• [Goals]
[1] List each username that appears in the forum thread about pick to store, giving each one once.
[2] From the records, pull out every line containing the string "staghorn".

• [Selected passage]
--- Start ---

They trialed switching to pick to store at my DC. It was considered way more efficient. But they had no interest in continuining it for the time being.  That was a few years ago.


----------



## RWTM

Luck said:


> They trialed switching to pick to store at my DC. It was considered way more efficient. But they had no interest in continuining it for the time being.  That was a few years ago.


I started in 19


----------



## Gabrigawr

Luck said:


> They trialed switching to pick to store at my DC. It was considered way more efficient. But they had no interest in continuining it for the time being.  That was a few years ago.


Well shit if that's true hopefully they are working on getting it done. It would make things so much easier and way more efficient. Hopefully that means they are working the kinks out now to get it rolled out some time in the near future


----------



## RWTM

Gabrigawr said:


> Well shit if that's true hopefully they are working on getting it done. It would make things so much easier and way more efficient. Hopefully that means they are working the kinks out now to get it rolled out some time in the near future


We are going to start consolidating


----------



## whsDCII

Gabrigawr said:


> Well shit if that's true hopefully they are working on getting it done. It would make things so much easier and way more efficient. Hopefully that means they are working the kinks out now to get it rolled out some time in the near future


The RSS thing at T557 is pick to store. It's only in believe 3 stores at the moment but supposed to slowly increase this year.

--- End ---

Collected data entries:
--- Start ---

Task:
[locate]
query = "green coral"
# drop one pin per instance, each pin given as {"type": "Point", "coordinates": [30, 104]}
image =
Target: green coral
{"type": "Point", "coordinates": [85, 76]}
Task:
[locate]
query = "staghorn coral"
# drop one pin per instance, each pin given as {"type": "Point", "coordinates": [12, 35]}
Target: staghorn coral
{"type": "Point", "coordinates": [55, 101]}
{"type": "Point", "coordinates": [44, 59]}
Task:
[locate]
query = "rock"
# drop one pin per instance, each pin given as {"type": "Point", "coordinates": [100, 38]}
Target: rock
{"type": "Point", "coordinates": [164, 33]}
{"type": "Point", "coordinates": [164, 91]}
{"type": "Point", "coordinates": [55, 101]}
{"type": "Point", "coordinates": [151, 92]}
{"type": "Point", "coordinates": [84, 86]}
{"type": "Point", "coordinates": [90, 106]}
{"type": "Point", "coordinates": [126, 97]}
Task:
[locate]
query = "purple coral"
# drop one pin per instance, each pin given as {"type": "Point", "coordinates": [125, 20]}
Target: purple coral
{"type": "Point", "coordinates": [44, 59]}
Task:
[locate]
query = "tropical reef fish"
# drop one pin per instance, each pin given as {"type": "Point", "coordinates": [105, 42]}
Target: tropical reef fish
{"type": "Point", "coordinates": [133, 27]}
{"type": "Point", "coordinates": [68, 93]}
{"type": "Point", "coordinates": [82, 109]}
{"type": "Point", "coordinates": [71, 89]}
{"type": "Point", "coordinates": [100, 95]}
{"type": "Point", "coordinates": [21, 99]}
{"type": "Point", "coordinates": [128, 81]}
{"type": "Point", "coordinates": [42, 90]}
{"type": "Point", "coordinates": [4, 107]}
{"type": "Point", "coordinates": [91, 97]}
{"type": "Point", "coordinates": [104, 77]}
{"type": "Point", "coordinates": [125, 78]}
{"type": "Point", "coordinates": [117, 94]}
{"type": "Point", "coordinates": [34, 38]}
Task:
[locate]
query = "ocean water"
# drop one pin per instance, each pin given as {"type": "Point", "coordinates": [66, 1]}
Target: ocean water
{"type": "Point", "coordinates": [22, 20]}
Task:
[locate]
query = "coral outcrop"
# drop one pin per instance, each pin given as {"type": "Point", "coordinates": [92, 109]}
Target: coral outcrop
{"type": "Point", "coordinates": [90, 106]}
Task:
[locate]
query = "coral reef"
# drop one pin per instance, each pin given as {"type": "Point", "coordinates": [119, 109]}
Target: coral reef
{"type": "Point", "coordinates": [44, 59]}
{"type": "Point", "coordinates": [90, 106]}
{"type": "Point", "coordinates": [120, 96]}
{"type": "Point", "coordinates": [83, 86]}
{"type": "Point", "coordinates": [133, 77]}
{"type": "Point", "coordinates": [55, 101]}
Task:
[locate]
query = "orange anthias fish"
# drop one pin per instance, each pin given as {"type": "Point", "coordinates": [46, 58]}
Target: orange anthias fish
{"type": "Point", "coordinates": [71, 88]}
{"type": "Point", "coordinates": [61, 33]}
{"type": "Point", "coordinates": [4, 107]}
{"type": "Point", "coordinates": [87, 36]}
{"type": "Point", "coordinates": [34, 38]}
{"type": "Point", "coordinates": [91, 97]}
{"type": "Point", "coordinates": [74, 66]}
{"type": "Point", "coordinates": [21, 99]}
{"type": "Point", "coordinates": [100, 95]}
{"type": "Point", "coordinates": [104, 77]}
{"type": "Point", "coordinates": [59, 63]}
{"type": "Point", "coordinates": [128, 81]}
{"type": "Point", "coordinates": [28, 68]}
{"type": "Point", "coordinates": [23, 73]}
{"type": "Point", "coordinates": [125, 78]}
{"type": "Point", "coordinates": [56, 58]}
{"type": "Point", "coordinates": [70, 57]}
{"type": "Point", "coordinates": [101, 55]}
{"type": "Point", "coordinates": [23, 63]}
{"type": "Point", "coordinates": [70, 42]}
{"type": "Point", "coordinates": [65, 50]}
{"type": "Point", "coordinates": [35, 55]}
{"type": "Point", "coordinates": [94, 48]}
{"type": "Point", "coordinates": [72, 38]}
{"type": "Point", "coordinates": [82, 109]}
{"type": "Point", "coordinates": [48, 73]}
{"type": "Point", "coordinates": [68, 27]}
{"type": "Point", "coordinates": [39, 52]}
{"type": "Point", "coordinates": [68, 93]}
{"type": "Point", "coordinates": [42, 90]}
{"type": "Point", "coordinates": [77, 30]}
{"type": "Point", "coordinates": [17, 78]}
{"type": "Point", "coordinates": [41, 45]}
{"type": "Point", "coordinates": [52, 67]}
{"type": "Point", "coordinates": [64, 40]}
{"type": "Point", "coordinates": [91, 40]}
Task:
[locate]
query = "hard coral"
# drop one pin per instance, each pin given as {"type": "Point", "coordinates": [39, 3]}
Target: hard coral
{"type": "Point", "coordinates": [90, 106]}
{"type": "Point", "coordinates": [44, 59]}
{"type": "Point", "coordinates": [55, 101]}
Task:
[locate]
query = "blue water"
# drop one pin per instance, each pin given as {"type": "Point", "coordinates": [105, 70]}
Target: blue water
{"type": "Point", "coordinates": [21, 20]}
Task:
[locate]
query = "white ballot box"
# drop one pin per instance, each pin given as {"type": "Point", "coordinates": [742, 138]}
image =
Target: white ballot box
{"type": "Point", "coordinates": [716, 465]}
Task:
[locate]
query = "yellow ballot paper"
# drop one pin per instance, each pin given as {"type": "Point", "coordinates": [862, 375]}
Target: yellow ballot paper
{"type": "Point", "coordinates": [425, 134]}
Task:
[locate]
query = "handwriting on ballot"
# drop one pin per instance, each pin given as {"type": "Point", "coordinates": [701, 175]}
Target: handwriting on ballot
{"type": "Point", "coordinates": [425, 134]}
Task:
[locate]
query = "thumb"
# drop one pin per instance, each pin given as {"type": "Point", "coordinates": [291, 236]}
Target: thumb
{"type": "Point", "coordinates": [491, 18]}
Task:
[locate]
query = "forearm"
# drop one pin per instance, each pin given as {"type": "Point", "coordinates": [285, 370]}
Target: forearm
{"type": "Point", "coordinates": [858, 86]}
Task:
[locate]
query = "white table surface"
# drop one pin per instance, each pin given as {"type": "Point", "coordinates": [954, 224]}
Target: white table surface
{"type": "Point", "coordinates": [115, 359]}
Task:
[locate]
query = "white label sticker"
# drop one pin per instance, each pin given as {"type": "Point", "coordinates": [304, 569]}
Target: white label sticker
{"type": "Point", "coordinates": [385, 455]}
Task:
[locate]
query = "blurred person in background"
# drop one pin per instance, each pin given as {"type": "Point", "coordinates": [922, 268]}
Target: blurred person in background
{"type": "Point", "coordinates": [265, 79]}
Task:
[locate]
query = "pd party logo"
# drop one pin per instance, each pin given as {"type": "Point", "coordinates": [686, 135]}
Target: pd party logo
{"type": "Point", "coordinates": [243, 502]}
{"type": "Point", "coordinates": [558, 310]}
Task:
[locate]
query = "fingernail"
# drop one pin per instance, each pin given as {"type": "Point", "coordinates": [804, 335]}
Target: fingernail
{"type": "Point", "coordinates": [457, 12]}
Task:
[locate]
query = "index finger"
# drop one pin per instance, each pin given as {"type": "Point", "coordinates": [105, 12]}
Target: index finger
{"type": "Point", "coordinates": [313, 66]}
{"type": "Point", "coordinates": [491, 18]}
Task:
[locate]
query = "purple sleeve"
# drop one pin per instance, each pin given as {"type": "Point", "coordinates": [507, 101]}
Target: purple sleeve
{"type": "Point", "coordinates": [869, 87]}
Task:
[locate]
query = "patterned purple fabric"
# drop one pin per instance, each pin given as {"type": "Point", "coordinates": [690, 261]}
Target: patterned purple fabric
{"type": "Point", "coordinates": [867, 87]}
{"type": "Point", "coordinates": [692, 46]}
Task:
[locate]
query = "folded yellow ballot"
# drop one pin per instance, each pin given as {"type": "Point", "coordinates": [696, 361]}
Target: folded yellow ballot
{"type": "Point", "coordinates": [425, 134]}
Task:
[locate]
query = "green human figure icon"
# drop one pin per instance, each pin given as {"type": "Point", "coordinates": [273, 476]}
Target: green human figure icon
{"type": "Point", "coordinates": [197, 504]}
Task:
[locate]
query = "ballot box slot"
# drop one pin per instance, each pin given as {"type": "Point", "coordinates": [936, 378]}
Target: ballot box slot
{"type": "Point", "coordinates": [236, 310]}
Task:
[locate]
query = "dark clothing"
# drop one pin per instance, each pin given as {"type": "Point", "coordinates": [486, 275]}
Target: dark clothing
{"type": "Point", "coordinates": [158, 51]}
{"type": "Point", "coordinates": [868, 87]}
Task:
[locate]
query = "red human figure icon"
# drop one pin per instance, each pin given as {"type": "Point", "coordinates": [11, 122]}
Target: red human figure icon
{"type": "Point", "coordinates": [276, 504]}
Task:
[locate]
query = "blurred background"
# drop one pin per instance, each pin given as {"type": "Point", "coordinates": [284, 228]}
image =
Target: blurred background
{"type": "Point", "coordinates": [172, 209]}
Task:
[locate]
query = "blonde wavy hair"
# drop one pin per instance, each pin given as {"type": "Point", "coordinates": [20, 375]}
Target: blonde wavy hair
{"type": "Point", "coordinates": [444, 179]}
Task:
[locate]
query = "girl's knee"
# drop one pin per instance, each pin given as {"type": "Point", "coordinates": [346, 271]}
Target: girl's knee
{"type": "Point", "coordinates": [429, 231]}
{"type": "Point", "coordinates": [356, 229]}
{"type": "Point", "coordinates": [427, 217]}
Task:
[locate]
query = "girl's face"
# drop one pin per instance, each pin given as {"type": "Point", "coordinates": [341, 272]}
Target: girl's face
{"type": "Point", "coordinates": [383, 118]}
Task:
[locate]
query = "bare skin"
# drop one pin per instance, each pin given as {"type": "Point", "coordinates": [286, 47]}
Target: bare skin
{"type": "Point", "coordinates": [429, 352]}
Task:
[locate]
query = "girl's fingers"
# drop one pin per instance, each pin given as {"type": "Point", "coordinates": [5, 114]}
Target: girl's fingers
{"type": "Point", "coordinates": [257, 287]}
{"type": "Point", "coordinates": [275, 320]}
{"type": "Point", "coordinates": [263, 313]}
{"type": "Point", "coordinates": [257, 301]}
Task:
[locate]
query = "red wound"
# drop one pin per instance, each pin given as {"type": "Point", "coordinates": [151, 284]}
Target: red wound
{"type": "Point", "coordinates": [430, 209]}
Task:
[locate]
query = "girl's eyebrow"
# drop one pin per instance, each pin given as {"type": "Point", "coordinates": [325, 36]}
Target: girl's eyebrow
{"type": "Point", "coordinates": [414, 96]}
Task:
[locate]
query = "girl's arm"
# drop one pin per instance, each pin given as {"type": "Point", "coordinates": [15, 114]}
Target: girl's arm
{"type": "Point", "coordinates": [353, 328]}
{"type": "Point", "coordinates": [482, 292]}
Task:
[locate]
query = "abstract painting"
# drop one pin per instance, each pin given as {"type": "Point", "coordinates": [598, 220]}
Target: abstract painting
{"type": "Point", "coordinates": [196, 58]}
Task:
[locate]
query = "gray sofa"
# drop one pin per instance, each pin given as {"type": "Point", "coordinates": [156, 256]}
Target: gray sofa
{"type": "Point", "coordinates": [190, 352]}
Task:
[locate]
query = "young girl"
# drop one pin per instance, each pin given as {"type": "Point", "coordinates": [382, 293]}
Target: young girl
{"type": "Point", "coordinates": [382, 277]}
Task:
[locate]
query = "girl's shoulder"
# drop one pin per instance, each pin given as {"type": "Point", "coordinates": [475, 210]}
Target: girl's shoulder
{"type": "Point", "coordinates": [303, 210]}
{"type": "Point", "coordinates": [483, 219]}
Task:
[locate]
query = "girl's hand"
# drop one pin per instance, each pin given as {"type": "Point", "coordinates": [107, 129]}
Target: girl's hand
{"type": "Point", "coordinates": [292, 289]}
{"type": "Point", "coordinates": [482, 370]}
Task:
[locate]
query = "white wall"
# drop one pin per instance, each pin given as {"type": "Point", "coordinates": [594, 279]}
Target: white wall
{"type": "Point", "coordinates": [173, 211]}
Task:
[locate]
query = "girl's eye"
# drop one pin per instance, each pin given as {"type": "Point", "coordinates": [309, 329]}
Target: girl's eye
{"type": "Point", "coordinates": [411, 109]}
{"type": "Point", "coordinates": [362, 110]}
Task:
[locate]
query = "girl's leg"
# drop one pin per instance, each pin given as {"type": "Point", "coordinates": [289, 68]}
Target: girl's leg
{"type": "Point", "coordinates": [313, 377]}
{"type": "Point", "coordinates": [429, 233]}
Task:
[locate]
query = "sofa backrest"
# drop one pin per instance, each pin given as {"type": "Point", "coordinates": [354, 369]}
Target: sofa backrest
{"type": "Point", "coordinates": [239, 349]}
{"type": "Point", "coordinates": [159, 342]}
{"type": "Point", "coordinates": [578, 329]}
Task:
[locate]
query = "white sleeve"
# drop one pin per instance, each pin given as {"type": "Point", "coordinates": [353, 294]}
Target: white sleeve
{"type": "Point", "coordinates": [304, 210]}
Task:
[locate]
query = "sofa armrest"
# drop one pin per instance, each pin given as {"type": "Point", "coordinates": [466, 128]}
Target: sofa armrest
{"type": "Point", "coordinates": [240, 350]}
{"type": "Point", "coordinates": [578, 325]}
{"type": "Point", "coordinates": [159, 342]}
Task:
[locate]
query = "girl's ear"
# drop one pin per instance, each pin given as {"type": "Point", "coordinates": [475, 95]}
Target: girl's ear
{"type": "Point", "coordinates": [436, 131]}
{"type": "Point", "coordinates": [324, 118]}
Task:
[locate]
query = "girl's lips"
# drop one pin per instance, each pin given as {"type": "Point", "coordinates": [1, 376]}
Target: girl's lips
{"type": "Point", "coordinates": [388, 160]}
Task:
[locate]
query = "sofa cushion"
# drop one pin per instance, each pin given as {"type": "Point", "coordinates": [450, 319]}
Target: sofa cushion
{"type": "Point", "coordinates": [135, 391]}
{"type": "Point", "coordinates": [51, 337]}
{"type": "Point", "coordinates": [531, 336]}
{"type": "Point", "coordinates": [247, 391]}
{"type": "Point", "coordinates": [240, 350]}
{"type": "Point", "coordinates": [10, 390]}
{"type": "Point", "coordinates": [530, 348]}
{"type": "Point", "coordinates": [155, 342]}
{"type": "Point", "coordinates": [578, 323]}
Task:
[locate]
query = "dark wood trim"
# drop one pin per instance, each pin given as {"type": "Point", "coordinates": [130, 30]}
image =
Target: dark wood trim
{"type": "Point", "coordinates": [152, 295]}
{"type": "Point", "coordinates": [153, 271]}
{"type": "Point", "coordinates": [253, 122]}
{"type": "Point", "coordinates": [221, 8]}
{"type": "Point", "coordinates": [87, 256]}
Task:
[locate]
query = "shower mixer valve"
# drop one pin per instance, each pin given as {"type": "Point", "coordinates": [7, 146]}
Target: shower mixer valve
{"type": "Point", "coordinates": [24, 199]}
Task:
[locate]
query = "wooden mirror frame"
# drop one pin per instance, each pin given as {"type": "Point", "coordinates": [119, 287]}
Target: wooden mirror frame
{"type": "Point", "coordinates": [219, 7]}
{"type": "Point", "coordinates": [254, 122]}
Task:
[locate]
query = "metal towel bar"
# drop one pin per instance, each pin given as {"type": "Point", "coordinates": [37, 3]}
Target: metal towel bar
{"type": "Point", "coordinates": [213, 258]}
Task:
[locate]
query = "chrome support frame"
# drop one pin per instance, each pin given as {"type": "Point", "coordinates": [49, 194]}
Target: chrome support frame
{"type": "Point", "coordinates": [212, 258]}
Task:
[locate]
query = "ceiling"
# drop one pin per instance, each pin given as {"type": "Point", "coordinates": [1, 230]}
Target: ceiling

--- End ---

• [Expected outputs]
[1] Luck, RWTM, Gabrigawr, whsDCII

[2]
query = "staghorn coral"
Target: staghorn coral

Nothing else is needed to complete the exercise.